Text block>
###

Paul Winchell was unhappy with how the quality of Juro's Jerry Mahoneys went down in later years. In 1966 he terminated his contract with Juro because of this, which likely put a dent in the company, as Jerry was their best-selling product for quite some time. After the break up, Juro began producing unauthorized 32-inch and 38-inch Jerrys. The first version of these Jerrys were almost exactly the same; the only changes were the box art, clothes, and pamphlet. The second version had brown hair instead of red hair, and once again, different clothes. The last version featured a completely new paint job style featuring freckles and jet black hair. The smaller 24-inch Jerrys were replaced by "Ricky Little", a generic version of the 24-inch Jerrys featuring the same body and clothes, but with a different head, although still retaining aspects of Jerry's likeness.

==Downfall==

Sometime in the 1970s, Sam Jupiter died, leaving his daughter to run the company. Real trouble arouse when Juro got into a legal battle of some kind with "GOLDFARB" in 1977, the same year Juro was sold to Goldberger Doll Co. Goldberger continued to offer all of the same puppets Juro was producing, as well as adding other celebrity characters to their range such as Laurel and Hardy, W. C. Fields, Howdy Doody, Bozo the Clown, and Groucho Marx. Juro remained inactive for 25 years after, until it was finally dissolved in 1992.

###

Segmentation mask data
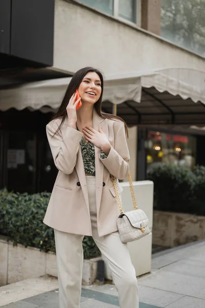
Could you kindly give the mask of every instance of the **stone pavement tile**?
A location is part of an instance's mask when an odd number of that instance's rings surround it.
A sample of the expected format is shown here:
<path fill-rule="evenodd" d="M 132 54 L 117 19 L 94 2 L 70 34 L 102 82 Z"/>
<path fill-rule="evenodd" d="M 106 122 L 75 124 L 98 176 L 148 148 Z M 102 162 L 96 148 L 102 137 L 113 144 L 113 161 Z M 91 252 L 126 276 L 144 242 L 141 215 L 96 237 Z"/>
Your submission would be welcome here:
<path fill-rule="evenodd" d="M 93 291 L 98 291 L 106 294 L 110 295 L 115 295 L 118 296 L 118 292 L 114 284 L 92 284 L 91 285 L 84 285 L 83 288 L 92 290 Z"/>
<path fill-rule="evenodd" d="M 92 298 L 88 299 L 80 304 L 80 308 L 114 308 L 114 307 L 119 307 L 119 306 L 99 302 Z"/>
<path fill-rule="evenodd" d="M 54 290 L 46 293 L 42 293 L 36 296 L 33 296 L 29 298 L 24 300 L 25 302 L 34 304 L 42 308 L 58 308 L 58 290 Z M 87 299 L 81 297 L 80 302 L 83 302 Z"/>
<path fill-rule="evenodd" d="M 199 261 L 199 262 L 203 262 L 205 263 L 205 252 L 201 254 L 197 254 L 195 256 L 192 256 L 188 258 L 188 260 L 194 260 L 195 261 Z"/>
<path fill-rule="evenodd" d="M 150 305 L 166 307 L 167 305 L 183 297 L 184 295 L 139 285 L 139 300 Z"/>
<path fill-rule="evenodd" d="M 203 256 L 203 260 L 200 261 L 190 258 L 178 261 L 161 270 L 205 279 L 205 258 Z"/>
<path fill-rule="evenodd" d="M 184 296 L 175 302 L 166 306 L 166 308 L 204 308 L 204 307 L 205 300 L 190 296 Z"/>
<path fill-rule="evenodd" d="M 37 308 L 37 307 L 39 307 L 38 305 L 27 303 L 23 300 L 19 300 L 15 303 L 2 306 L 2 308 Z"/>
<path fill-rule="evenodd" d="M 139 279 L 139 285 L 149 286 L 205 299 L 205 279 L 159 270 Z"/>
<path fill-rule="evenodd" d="M 57 279 L 48 276 L 26 279 L 1 286 L 0 306 L 54 290 L 58 287 Z"/>
<path fill-rule="evenodd" d="M 179 246 L 161 252 L 152 256 L 152 266 L 159 268 L 171 264 L 174 262 L 194 258 L 195 256 L 200 254 L 205 254 L 205 241 L 200 241 L 196 244 Z"/>
<path fill-rule="evenodd" d="M 165 256 L 163 258 L 157 258 L 152 262 L 152 267 L 153 268 L 161 268 L 177 262 L 178 260 L 178 257 L 176 256 Z"/>
<path fill-rule="evenodd" d="M 82 288 L 81 296 L 83 297 L 93 299 L 107 304 L 119 306 L 118 297 L 114 295 Z"/>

###

Exercise instructions> Rewrite the passage on Juro's history from "Sometime in the" up to and including "dissolved in 1992.", substituting "dummies" for "puppets". The segmentation mask data is not needed.

Completed exercise>
Sometime in the 1970s, Sam Jupiter died, leaving his daughter to run the company. Real trouble arouse when Juro got into a legal battle of some kind with "GOLDFARB" in 1977, the same year Juro was sold to Goldberger Doll Co. Goldberger continued to offer all of the same dummies Juro was producing, as well as adding other celebrity characters to their range such as Laurel and Hardy, W. C. Fields, Howdy Doody, Bozo the Clown, and Groucho Marx. Juro remained inactive for 25 years after, until it was finally dissolved in 1992.